* **Task to complete**: The listing that follows is to be output in full and without change.

Segment Start: Information

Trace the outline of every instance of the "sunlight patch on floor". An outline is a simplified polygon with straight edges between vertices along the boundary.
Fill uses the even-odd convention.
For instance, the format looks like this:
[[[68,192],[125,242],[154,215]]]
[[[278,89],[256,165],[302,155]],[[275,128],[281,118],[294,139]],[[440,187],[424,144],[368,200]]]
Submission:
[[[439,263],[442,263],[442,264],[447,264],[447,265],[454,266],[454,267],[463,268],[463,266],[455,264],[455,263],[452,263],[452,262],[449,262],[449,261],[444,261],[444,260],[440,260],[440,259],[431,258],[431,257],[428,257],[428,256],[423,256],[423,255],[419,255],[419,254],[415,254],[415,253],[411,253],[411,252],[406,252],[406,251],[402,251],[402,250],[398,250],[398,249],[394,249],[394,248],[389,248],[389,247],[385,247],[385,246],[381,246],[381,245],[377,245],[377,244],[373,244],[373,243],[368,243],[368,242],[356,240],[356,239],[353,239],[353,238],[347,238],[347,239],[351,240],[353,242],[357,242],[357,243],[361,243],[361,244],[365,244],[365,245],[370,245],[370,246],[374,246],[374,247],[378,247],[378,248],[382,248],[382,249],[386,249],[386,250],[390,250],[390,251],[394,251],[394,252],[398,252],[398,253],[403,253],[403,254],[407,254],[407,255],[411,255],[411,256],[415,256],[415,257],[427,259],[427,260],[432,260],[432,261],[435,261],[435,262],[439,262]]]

Segment End: Information

* **Result for this exercise**:
Trace the outline of every instance of the "sunlight patch on floor". An outline is a simplified polygon with straight edges between vertices along the boundary.
Fill uses the even-odd convention.
For instance, the format looks like this:
[[[68,192],[125,242],[154,215]]]
[[[278,89],[256,165],[302,155]],[[275,128],[281,118],[294,139]],[[440,187],[424,144],[368,200]]]
Submission:
[[[439,263],[442,263],[442,264],[447,264],[447,265],[454,266],[454,267],[463,268],[463,266],[455,264],[455,263],[452,263],[452,262],[449,262],[449,261],[444,261],[444,260],[440,260],[440,259],[431,258],[431,257],[428,257],[428,256],[423,256],[423,255],[419,255],[419,254],[415,254],[415,253],[411,253],[411,252],[406,252],[406,251],[402,251],[402,250],[398,250],[398,249],[394,249],[394,248],[389,248],[389,247],[385,247],[385,246],[381,246],[381,245],[377,245],[377,244],[373,244],[373,243],[368,243],[368,242],[356,240],[356,239],[353,239],[353,238],[347,238],[347,239],[351,240],[353,242],[357,242],[357,243],[361,243],[361,244],[365,244],[365,245],[370,245],[370,246],[374,246],[374,247],[378,247],[378,248],[382,248],[382,249],[386,249],[386,250],[390,250],[390,251],[394,251],[394,252],[398,252],[398,253],[403,253],[403,254],[407,254],[407,255],[411,255],[411,256],[415,256],[415,257],[427,259],[427,260],[432,260],[432,261],[435,261],[435,262],[439,262]]]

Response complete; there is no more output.